▶ **What is being asked**
The complete set of records below must be repeated precisely as given.

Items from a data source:
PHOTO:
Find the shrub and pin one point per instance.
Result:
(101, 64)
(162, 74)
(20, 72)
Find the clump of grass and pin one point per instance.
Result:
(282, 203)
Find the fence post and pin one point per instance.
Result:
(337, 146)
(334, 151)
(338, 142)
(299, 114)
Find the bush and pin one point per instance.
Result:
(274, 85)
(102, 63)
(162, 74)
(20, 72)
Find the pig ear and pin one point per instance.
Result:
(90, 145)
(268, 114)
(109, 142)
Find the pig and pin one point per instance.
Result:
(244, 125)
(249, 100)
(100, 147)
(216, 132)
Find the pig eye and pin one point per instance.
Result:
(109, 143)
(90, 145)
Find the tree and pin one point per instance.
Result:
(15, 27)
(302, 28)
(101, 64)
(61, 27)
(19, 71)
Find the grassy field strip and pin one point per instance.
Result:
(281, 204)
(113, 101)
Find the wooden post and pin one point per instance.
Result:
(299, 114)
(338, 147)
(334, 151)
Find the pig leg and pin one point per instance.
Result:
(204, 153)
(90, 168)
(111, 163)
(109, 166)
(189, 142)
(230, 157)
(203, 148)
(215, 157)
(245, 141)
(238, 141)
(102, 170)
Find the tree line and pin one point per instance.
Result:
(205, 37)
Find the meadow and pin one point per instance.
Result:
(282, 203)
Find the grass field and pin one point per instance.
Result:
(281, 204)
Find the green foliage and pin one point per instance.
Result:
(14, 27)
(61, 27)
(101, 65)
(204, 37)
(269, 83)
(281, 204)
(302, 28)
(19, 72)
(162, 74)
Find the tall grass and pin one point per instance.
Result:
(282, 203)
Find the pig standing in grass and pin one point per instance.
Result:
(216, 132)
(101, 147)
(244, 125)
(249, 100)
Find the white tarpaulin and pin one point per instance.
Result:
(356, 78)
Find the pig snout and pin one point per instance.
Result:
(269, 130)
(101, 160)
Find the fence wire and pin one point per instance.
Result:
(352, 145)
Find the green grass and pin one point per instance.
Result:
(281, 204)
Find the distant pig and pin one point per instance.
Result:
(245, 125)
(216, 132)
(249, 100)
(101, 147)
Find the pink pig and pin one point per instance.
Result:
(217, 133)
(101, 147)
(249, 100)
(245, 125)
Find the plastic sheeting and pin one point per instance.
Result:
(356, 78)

▶ **Solution for this problem**
PHOTO:
Find the shrub and pin one point per instance.
Result:
(101, 64)
(162, 74)
(20, 72)
Find the clump of grass and pin one point per instance.
Result:
(282, 203)
Find the fence post and pin one point per instance.
Result:
(337, 146)
(334, 151)
(338, 142)
(299, 114)
Find the bush and pin one point per instance.
Result:
(274, 85)
(102, 63)
(162, 74)
(20, 72)
Find the pig ear and pin one point per instance.
Result:
(90, 145)
(268, 114)
(109, 142)
Find the pig and pin one point per instance.
Result:
(244, 125)
(249, 100)
(100, 147)
(216, 132)
Find the pig eye and pin one point per instance.
Result:
(109, 143)
(90, 145)
Find the tree and pin one point per instance.
Result:
(15, 27)
(302, 28)
(101, 64)
(61, 27)
(19, 71)
Find the grassy field strip and pin one point per instance.
Result:
(281, 204)
(113, 101)
Find the wooden post and pin one point per instance.
Result:
(299, 114)
(338, 147)
(334, 151)
Find the pig leg and pin one point per instance.
Result:
(204, 153)
(90, 168)
(111, 163)
(109, 166)
(189, 142)
(230, 157)
(203, 148)
(215, 157)
(245, 141)
(238, 141)
(102, 170)
Find the tree line and pin one point per instance.
Result:
(205, 37)
Find the meadow and pin one point per instance.
Result:
(282, 203)
Find the grass field and pin one point per instance.
Result:
(281, 204)
Find the green foliage and pin one point per instance.
Result:
(14, 27)
(61, 27)
(101, 65)
(204, 37)
(269, 83)
(281, 204)
(302, 28)
(19, 72)
(162, 74)
Find the tall grass and pin one point per instance.
Result:
(282, 203)
Find the pig standing in grass and pin one point per instance.
Result:
(216, 132)
(101, 147)
(244, 125)
(249, 100)
Find the white tarpaulin and pin one point per instance.
Result:
(356, 78)
Find the pig snout and pin one point per instance.
Result:
(269, 130)
(101, 160)
Find the fence wire and pin one point per instance.
Result:
(352, 145)
Find the green grass and pin one point per instance.
Result:
(281, 204)
Find the distant pig and pin one point per instance.
Result:
(245, 125)
(216, 132)
(249, 100)
(101, 147)
Find the pink pig and pin one point per instance.
Result:
(217, 133)
(101, 147)
(249, 100)
(245, 125)
Find the plastic sheeting and pin one point per instance.
Result:
(356, 78)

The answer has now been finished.